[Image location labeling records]
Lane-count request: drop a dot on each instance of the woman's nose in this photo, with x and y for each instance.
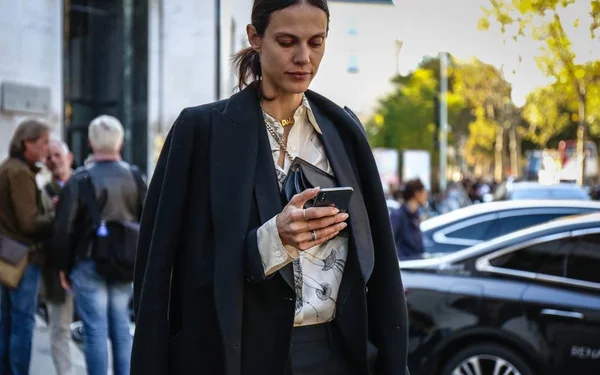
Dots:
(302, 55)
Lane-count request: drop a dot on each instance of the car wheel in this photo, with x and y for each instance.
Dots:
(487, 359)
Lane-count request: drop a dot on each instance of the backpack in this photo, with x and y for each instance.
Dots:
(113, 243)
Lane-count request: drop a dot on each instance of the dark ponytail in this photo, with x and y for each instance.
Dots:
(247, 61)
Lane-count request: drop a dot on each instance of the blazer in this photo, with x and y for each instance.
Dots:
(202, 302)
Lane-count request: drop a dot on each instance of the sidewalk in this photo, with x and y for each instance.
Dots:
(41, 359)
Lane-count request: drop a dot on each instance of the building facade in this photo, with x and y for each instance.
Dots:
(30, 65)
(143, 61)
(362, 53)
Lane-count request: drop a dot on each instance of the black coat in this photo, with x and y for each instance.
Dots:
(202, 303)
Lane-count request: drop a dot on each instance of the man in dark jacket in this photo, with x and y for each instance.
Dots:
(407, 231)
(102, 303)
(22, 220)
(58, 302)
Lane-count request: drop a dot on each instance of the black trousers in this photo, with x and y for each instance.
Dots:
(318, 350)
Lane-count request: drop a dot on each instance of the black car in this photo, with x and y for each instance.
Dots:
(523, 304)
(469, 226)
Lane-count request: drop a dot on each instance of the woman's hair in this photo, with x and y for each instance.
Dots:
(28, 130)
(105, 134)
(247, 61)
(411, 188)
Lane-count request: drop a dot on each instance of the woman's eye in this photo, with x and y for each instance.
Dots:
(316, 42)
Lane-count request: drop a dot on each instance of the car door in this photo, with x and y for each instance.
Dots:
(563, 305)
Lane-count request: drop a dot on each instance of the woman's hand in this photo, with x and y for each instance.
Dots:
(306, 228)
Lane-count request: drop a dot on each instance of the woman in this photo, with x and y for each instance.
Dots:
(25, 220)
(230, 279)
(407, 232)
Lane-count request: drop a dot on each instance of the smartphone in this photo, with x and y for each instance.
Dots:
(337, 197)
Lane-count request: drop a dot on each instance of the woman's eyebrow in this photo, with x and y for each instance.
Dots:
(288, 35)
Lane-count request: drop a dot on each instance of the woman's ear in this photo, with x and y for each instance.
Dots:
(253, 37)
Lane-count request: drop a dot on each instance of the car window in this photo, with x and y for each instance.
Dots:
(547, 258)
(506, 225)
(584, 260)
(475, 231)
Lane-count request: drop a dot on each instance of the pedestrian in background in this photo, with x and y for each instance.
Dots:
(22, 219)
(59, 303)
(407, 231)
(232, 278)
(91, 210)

EXERCISE OBJECTIVE:
Rewrite the records above as a Markdown table with the columns "No." and "Line." Put each line in its own numbered row, skip blank lines, and leave out the pictures.

SOLUTION:
| No. | Line |
|---|---|
| 1 | Lane-count request: drop a dot on each instance of the woman's nose in this photo, with x and y for each instance. |
| 2 | Dots: |
| 3 | (302, 55) |
| 4 | Lane-count request: drop a dot on each instance of the car wheel in this photo, with x and y for each instance. |
| 5 | Dots: |
| 6 | (487, 359) |
| 7 | Lane-count request: drop a dot on each instance of the backpack in this photo, with x and y for each instance. |
| 8 | Dots: |
| 9 | (113, 243) |
| 10 | Lane-count request: drop a dot on each instance of the dark ponytail in this photo, with x and y for each instance. |
| 11 | Dots: |
| 12 | (247, 61) |
| 13 | Lane-count request: drop a dot on each instance of the blazer in this photo, with x and y for each instance. |
| 14 | Dots: |
| 15 | (202, 302) |
| 16 | Lane-count request: drop a dot on each instance of the sidewalk in this photo, with x and y for each instance. |
| 17 | Dots: |
| 18 | (41, 359) |
| 19 | Lane-count request: drop a dot on each instance of the building facade in this photo, with x and y for each instance. |
| 20 | Dots: |
| 21 | (30, 65) |
| 22 | (143, 61) |
| 23 | (362, 53) |
| 24 | Lane-count request: drop a dot on each instance of the black coat in this photo, with x and y for each instance. |
| 25 | Dots: |
| 26 | (202, 303) |
| 27 | Lane-count request: drop a dot on each instance of the man in dark jacket in this photo, with x and y for each instance. |
| 28 | Dots: |
| 29 | (407, 231) |
| 30 | (102, 303) |
| 31 | (22, 220) |
| 32 | (58, 302) |
| 33 | Lane-count request: drop a dot on each instance of the black trousers in this photo, with x and y for each instance. |
| 34 | Dots: |
| 35 | (318, 350) |
| 36 | Lane-count request: drop a dot on each instance of the black car in this photo, with x and y for each instance. |
| 37 | Dots: |
| 38 | (523, 304) |
| 39 | (469, 226) |
| 40 | Lane-count request: drop a dot on each instance of the woman's hair in this photo, with x and y for each instance. |
| 41 | Dots: |
| 42 | (28, 130) |
| 43 | (105, 134) |
| 44 | (247, 61) |
| 45 | (411, 188) |
| 46 | Lane-count request: drop a dot on each instance of the woman's eye in this photo, with x and y for each instance. |
| 47 | Dots: |
| 48 | (316, 42) |
| 49 | Lane-count request: drop a dot on each instance of the car door in this photo, with x and y for each instance. |
| 50 | Dots: |
| 51 | (563, 305) |
| 52 | Lane-count request: drop a dot on each instance of the woman's hand in this photo, with x and y for each instance. |
| 53 | Dots: |
| 54 | (306, 228) |
| 55 | Lane-count request: drop a dot on each instance of the woman in this photo, with x and y for each instance. |
| 56 | Dots: |
| 57 | (25, 220) |
| 58 | (230, 279) |
| 59 | (407, 232) |
| 60 | Lane-count request: drop a dot on each instance of the smartphone in this photo, with x and y for each instance. |
| 61 | Dots: |
| 62 | (337, 197) |
| 63 | Lane-count request: drop a dot on each instance of the woman's eyebrow in this photo, with x and y for each instance. |
| 64 | Dots: |
| 65 | (288, 35) |
| 66 | Lane-count request: drop a dot on each instance of the woman's ear in this photo, with x and y for each instance. |
| 67 | Dots: |
| 68 | (253, 37) |
| 69 | Lane-count request: drop a dot on each instance of the car window in this photo, with x and y for each instance. |
| 70 | Dots: |
| 71 | (547, 258) |
| 72 | (506, 225) |
| 73 | (584, 260) |
| 74 | (475, 231) |
| 75 | Lane-count request: drop a dot on each instance of the pedestrian in background in this photo, with x and y for each instance. |
| 76 | Dots: |
| 77 | (22, 219) |
| 78 | (59, 303) |
| 79 | (407, 231) |
| 80 | (232, 278) |
| 81 | (91, 210) |